[[ Information supplied, beginning ]]
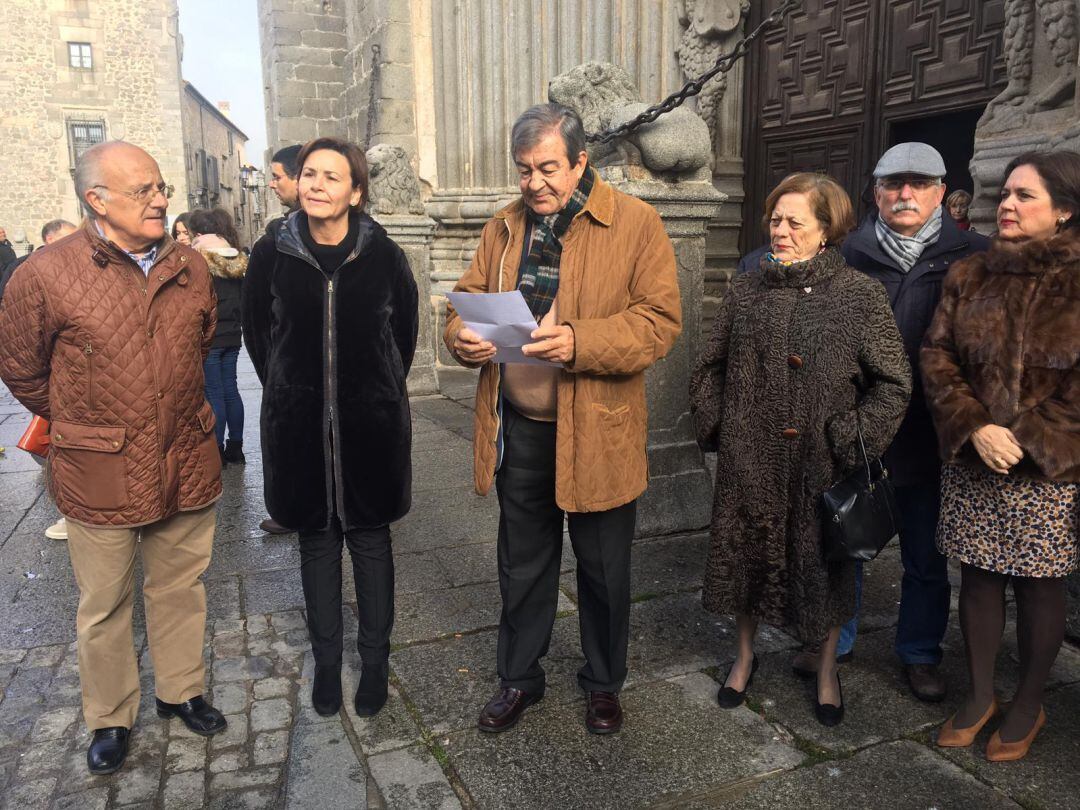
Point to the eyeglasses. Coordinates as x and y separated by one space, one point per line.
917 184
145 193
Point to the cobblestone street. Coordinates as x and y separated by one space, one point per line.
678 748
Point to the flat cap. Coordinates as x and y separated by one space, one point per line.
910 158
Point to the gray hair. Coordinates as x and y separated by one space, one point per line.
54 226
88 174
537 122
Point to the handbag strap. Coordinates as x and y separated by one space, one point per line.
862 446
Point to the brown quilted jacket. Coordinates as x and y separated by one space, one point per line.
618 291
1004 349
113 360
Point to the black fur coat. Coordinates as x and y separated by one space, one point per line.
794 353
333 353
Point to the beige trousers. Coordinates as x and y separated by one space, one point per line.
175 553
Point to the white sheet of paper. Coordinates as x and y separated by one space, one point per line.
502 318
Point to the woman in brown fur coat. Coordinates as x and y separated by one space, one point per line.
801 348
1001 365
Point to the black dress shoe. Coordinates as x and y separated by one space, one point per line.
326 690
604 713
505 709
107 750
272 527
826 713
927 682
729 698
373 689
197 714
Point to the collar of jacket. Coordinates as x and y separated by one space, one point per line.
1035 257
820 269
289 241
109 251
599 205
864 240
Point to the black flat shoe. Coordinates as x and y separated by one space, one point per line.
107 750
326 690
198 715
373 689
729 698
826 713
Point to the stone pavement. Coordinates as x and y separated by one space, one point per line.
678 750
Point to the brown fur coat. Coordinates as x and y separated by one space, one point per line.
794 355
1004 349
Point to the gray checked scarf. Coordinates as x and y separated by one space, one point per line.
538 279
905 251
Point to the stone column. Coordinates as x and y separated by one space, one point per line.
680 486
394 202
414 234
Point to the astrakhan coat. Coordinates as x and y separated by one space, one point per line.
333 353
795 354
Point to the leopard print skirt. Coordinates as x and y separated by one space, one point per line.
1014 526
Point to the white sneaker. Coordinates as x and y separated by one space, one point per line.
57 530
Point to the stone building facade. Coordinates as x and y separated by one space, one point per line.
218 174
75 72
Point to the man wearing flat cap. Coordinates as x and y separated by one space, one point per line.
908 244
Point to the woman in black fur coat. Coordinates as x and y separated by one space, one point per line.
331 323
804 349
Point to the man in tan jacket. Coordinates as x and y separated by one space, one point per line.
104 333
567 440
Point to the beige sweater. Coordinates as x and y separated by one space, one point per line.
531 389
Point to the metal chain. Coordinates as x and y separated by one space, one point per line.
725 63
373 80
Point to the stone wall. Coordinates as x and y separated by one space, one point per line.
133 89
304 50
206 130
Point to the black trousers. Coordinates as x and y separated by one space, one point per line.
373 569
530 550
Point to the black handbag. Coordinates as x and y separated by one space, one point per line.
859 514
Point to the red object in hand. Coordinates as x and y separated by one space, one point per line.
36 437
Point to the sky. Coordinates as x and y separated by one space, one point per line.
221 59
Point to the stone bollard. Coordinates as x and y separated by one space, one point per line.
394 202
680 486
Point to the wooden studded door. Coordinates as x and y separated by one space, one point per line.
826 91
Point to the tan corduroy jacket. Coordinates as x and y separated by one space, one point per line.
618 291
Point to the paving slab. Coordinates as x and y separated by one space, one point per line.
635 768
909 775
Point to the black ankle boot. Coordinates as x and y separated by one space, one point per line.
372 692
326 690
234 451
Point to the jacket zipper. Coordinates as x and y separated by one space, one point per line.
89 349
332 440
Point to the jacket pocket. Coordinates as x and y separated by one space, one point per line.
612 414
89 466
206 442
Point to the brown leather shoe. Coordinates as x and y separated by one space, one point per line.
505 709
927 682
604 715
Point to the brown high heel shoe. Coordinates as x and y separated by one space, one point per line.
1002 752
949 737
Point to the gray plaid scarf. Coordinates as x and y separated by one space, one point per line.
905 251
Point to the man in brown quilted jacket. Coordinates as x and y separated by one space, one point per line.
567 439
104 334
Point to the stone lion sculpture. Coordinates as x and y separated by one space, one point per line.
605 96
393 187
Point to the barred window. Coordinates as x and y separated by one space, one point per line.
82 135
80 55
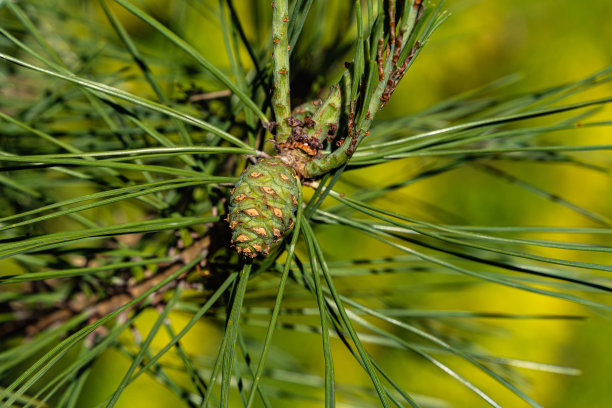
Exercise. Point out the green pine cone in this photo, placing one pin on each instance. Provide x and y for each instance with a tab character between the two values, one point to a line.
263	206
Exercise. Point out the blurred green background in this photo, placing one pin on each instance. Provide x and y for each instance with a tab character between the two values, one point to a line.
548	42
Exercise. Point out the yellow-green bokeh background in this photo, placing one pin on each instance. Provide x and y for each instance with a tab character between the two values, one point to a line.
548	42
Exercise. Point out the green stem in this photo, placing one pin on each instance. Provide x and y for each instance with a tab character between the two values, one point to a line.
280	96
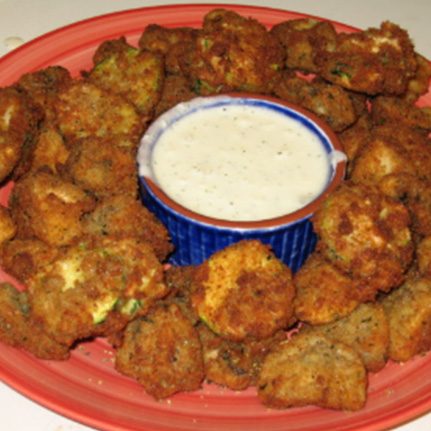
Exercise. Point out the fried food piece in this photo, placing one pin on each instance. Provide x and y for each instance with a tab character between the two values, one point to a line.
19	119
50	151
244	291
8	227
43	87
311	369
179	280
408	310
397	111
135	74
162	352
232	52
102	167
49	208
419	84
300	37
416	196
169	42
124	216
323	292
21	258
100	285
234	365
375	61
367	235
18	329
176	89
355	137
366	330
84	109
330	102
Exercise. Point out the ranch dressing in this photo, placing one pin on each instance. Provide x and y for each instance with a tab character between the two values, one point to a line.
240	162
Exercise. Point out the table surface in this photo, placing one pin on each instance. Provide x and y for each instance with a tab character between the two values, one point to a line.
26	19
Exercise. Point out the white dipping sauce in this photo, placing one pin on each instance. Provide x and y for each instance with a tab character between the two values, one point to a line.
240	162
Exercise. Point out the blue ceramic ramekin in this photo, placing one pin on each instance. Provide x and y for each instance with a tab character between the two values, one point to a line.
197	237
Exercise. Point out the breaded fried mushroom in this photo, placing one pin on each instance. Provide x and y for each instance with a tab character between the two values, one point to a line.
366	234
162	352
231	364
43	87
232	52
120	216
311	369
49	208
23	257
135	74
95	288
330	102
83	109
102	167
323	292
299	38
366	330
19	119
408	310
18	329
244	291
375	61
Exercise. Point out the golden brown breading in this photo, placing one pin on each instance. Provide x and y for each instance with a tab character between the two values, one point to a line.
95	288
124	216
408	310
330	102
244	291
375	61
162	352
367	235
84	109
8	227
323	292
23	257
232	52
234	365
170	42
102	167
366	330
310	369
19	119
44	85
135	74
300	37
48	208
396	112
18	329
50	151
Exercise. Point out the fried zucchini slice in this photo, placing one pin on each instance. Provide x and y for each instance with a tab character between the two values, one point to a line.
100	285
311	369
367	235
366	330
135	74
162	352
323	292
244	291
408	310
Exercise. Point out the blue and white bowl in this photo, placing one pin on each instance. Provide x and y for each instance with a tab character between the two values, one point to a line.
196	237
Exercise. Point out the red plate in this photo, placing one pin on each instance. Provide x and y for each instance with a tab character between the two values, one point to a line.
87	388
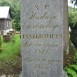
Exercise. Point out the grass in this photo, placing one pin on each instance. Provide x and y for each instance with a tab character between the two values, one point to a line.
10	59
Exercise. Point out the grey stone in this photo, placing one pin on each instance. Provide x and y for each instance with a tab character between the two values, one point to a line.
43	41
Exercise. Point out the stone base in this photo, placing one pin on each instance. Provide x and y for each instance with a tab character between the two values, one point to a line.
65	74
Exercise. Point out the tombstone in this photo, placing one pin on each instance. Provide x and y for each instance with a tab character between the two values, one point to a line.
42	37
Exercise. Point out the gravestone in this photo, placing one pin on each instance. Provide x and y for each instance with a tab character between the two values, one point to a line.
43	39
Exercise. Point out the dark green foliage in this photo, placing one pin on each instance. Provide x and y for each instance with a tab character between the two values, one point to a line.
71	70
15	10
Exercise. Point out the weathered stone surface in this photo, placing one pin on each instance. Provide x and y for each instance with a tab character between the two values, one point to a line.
[[ Information supplied, end ]]
What is expected ->
Please set down, with no changes, the line that contains "Exercise. Point out the gravestone" and all the lines after it until the entries end; write nothing besides them.

Your solution ->
Exercise. Point out the gravestone in this photo, placing one pin on each instance. Provide x and y for each instance with a tab character between the two values, one point to a line.
43	39
Exercise. Point out the dark green foliage in this photo, placing one pin on each instance. Provide x and y for each instance with a tab character between the two values, one point to a line.
71	70
15	10
Exercise. Point out the weathered stone surface in this photo, placing one pin on each instance. Provide x and y for each instance with a tab character between the two values, one point to a line.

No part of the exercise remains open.